Point localization data:
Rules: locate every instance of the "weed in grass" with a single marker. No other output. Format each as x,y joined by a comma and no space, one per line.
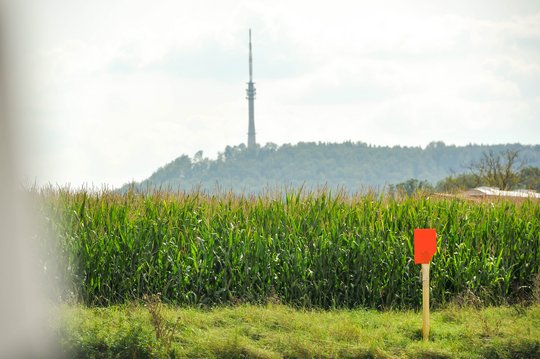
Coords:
163,330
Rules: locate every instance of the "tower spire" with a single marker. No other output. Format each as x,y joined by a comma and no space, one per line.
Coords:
251,98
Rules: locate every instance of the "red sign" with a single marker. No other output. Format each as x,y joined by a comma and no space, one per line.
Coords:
425,245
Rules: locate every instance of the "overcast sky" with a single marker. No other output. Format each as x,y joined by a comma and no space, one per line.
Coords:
117,88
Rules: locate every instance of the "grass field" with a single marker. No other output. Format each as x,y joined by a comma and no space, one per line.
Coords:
277,331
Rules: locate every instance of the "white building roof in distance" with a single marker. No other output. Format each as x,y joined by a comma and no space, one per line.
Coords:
493,191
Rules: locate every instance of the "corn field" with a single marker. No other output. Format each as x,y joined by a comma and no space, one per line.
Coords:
318,249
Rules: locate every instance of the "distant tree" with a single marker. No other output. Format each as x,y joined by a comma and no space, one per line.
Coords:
498,169
529,178
457,183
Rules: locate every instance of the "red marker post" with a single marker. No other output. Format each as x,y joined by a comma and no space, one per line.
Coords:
425,246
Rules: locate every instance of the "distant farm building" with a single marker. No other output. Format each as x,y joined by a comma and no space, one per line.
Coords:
482,192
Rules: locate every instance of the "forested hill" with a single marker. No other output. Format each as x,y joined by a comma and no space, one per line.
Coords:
352,166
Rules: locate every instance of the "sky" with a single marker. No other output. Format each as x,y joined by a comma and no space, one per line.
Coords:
113,89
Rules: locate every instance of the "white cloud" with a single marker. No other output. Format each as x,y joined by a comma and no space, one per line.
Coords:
122,87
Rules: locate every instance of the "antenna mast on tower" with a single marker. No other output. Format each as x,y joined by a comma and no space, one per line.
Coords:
251,98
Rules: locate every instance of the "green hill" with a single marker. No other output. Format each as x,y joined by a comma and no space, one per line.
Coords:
351,166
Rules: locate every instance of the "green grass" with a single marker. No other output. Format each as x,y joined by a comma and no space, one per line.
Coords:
317,250
277,331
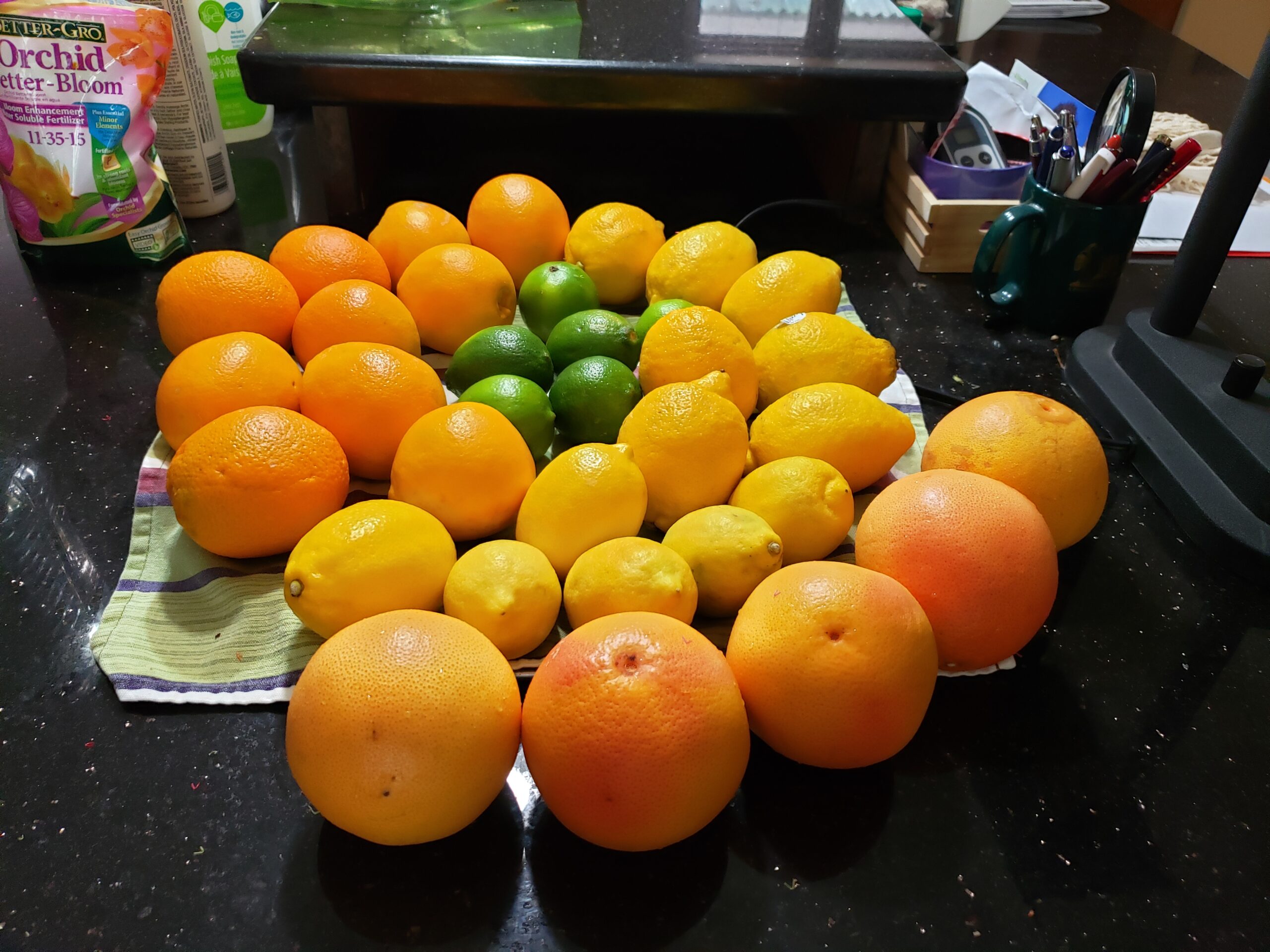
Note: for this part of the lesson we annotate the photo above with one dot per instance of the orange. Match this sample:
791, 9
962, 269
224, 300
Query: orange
688, 345
352, 310
317, 255
369, 395
404, 726
409, 229
1040, 447
466, 465
218, 293
521, 221
454, 291
976, 554
253, 481
223, 373
635, 731
836, 664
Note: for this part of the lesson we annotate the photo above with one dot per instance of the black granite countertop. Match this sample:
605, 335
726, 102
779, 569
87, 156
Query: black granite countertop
1112, 792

◆ **Requirement**
The line containing "of the black" marks where to begin; copy it and every later line exactly, through the end of the data.

◆ **Solution to this task**
Note: for this part of the lesson we annotate the photo above with one dot per instance of the black granite countertop. Match this sample:
605, 335
726, 102
779, 569
87, 156
Query: black granite countertop
1112, 792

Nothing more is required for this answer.